* [BRIEF]:
Rewrite all of the lines that follow, changing every "denim jacket" to "jean jacket" and keeping everything else the same.

-- Start INPUT FOR THIS TASK --

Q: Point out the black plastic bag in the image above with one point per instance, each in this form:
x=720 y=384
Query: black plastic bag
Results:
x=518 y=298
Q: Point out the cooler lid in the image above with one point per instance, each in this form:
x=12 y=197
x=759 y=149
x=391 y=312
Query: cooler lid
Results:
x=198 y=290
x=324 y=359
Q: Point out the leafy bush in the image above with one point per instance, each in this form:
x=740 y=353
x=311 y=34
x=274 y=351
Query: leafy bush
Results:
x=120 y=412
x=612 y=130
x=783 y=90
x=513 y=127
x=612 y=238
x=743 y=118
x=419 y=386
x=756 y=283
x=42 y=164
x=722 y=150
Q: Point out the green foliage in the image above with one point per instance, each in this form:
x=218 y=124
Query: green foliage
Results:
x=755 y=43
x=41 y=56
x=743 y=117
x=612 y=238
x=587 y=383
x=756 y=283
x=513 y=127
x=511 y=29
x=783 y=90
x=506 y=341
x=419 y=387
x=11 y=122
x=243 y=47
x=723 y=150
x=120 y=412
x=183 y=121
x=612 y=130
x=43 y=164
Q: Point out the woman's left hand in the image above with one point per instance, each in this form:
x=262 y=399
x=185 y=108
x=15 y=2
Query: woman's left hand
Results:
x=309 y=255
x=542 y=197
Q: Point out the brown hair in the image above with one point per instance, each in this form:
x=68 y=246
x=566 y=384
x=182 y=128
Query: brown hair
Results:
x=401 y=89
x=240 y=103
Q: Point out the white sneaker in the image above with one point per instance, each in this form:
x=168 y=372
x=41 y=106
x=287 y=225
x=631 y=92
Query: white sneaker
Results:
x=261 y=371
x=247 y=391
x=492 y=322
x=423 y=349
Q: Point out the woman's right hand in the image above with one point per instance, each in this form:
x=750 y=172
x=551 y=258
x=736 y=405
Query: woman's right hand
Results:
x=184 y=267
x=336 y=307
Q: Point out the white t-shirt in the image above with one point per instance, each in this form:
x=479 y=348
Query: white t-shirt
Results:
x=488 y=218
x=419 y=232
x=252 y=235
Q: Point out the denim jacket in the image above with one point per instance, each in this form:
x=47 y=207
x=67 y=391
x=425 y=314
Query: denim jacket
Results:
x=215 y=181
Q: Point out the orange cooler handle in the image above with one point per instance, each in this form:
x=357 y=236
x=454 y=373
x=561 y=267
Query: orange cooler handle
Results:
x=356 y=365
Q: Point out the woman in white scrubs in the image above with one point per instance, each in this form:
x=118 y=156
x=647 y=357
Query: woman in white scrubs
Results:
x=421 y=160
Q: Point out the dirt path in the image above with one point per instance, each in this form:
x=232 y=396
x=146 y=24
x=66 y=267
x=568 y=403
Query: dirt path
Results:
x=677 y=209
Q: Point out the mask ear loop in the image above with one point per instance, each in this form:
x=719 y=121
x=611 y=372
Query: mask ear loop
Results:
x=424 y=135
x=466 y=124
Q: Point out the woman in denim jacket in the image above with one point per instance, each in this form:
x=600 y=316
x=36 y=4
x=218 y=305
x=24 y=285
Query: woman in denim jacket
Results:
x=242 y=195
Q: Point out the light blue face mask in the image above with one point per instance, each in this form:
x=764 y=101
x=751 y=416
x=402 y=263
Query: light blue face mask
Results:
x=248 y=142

-- End INPUT FOR THIS TASK --

* [CORRECT OUTPUT]:
Q: Point out the black plastic bag in the image above with one point per instance, each in this form:
x=720 y=384
Query: black plastic bag
Results:
x=518 y=298
Q: Point out the cooler lid in the image above with one point per instance, each in this form:
x=12 y=197
x=759 y=149
x=391 y=312
Query: cooler lid
Results:
x=198 y=290
x=324 y=359
Q: Point out the leafy bush in the image above with one point per instance, each in this form:
x=740 y=353
x=311 y=34
x=274 y=351
Query: leafy bush
Results:
x=120 y=412
x=612 y=130
x=783 y=90
x=513 y=127
x=612 y=238
x=743 y=118
x=419 y=386
x=756 y=283
x=42 y=164
x=722 y=150
Q: Point out the green foliage in the image above with one point per instance, each in this form:
x=218 y=124
Query: green foliage
Results:
x=755 y=43
x=41 y=56
x=743 y=117
x=612 y=238
x=587 y=383
x=756 y=283
x=513 y=127
x=511 y=29
x=783 y=90
x=506 y=341
x=419 y=387
x=11 y=122
x=243 y=47
x=723 y=150
x=120 y=412
x=183 y=121
x=612 y=130
x=43 y=164
Q: Point out the woman's left hand in the image above with one point per instance, each in this form:
x=262 y=399
x=185 y=108
x=15 y=2
Query: woman's left hand
Results:
x=309 y=255
x=542 y=197
Q: Point out the brown hair in the image above with one point per instance, each in this form:
x=68 y=246
x=566 y=384
x=182 y=128
Query: brown hair
Results:
x=401 y=89
x=240 y=103
Q: Point out the white sneaker in the image above with one point per instance, each in this form:
x=168 y=372
x=41 y=106
x=287 y=225
x=631 y=92
Query: white sneaker
Results:
x=261 y=371
x=247 y=391
x=492 y=322
x=423 y=349
Q: Point out the woman's right hand in the image above with one point per instance, each in this form:
x=750 y=172
x=551 y=258
x=736 y=405
Query: woman's right hand
Results:
x=184 y=267
x=336 y=307
Q: Point out the white t-shirt in the image above with one point per instance, each in this form:
x=479 y=348
Query: white t-shirt
Results:
x=488 y=218
x=419 y=232
x=252 y=235
Q: Point out the jean jacket in the image above with one point per instance, each in this form:
x=47 y=207
x=67 y=391
x=425 y=314
Query: jean jacket
Results:
x=215 y=181
Q: Point out the orange cooler handle in the image above with one point per instance, each in this form:
x=357 y=236
x=454 y=373
x=561 y=267
Query: orange cooler handle
Results:
x=356 y=365
Q: Point out the woman in white scrubs in the image above with one point per instance, each in this form:
x=118 y=156
x=647 y=357
Query: woman in white scrubs
Results:
x=421 y=160
Q: Point out the dirt path in the image above with one point per instance, each in this form:
x=232 y=396
x=146 y=24
x=66 y=267
x=568 y=403
Query: dirt path
Results:
x=677 y=209
Q: Point out the mask ear loop in the image above with one point per instance, each in this form:
x=719 y=121
x=611 y=372
Query: mask ear loop
Results:
x=424 y=135
x=466 y=124
Q: Point out the woman in jean jacket in the image above with one point per instance, each in this form:
x=600 y=316
x=36 y=4
x=218 y=305
x=24 y=285
Query: woman in jean jacket
Results:
x=242 y=195
Q: Point out the light blue face mask in the image above with one point per instance, each in this form:
x=764 y=101
x=751 y=416
x=402 y=263
Query: light blue face mask
Results:
x=248 y=142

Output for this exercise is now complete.